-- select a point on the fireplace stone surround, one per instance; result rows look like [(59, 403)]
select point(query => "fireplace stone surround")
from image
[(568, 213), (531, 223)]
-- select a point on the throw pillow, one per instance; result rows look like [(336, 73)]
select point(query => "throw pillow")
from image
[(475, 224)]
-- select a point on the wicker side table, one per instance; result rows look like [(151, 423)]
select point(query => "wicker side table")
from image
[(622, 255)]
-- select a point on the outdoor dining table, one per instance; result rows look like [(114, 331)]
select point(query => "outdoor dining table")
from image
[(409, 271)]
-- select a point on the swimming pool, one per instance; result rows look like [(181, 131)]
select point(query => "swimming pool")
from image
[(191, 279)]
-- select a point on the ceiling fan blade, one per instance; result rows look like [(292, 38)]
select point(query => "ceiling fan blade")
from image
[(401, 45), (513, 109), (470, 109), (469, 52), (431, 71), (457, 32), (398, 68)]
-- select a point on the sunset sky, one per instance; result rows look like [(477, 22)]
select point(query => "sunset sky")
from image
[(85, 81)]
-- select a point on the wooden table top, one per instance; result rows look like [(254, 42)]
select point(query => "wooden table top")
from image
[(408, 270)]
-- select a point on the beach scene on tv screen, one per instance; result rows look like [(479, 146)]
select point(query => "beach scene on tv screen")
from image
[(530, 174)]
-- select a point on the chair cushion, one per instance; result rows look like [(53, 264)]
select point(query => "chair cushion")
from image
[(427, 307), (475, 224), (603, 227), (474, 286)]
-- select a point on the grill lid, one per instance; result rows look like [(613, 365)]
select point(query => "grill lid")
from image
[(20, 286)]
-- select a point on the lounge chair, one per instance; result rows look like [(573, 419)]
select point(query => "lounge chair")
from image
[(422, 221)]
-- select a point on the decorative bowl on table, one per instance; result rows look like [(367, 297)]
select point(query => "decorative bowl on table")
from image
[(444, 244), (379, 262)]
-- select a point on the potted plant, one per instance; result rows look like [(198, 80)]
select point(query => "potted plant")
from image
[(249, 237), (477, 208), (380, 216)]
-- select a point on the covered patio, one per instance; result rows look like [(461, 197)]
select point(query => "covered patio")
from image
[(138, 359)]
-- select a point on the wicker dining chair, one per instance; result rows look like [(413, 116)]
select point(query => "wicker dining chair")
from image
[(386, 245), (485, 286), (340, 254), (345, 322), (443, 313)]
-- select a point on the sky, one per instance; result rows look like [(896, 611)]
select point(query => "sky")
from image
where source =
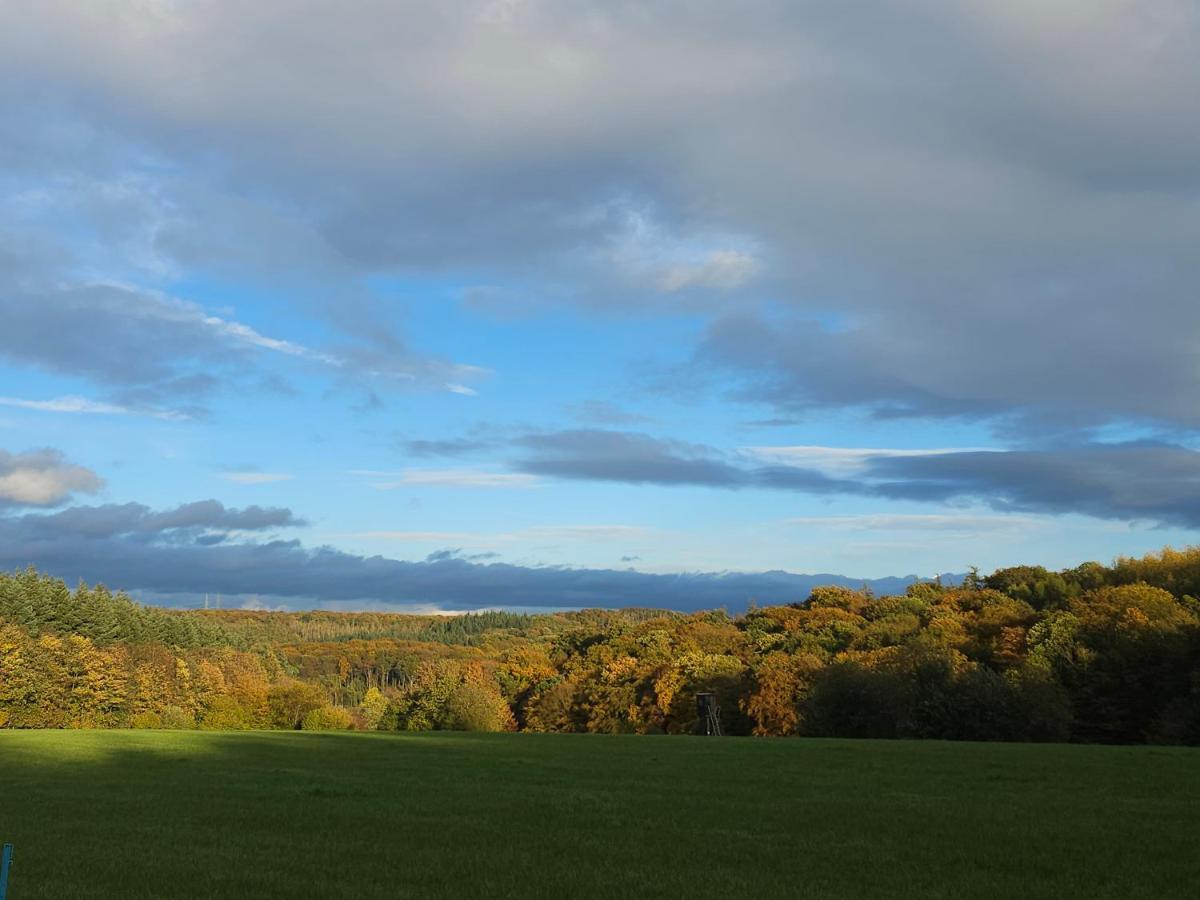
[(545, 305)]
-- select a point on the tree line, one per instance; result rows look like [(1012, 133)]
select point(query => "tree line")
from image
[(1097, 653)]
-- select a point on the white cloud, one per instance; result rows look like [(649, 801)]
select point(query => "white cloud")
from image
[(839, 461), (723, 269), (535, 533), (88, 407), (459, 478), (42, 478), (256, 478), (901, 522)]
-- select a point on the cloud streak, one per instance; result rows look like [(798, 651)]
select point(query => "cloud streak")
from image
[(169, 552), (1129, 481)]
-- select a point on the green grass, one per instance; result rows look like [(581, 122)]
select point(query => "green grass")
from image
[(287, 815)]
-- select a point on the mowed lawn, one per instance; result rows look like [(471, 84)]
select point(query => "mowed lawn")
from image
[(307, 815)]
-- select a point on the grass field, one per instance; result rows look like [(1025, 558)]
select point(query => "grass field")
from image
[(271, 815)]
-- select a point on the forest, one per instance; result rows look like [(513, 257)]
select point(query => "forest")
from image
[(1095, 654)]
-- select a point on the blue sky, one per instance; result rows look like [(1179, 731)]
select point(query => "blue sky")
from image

────

● What you should do: Substitute "rattan" for "wicker" in everything from the line containing "-- select a point on the covered" down to the line containing "[(386, 245), (485, 286), (340, 254), (345, 322), (443, 313)]", and return only those lines with nothing else altered.

● Completed exercise:
-- select a point on the covered patio, one per instance; result rows look like [(461, 197)]
select point(query => "covered patio")
from image
[(138, 359)]
-- select a point on the rattan dining chair, one per instance; result rows look like [(413, 116)]
select point(query => "rattan dining chair")
from image
[(386, 245), (485, 286), (340, 254), (345, 322), (443, 313)]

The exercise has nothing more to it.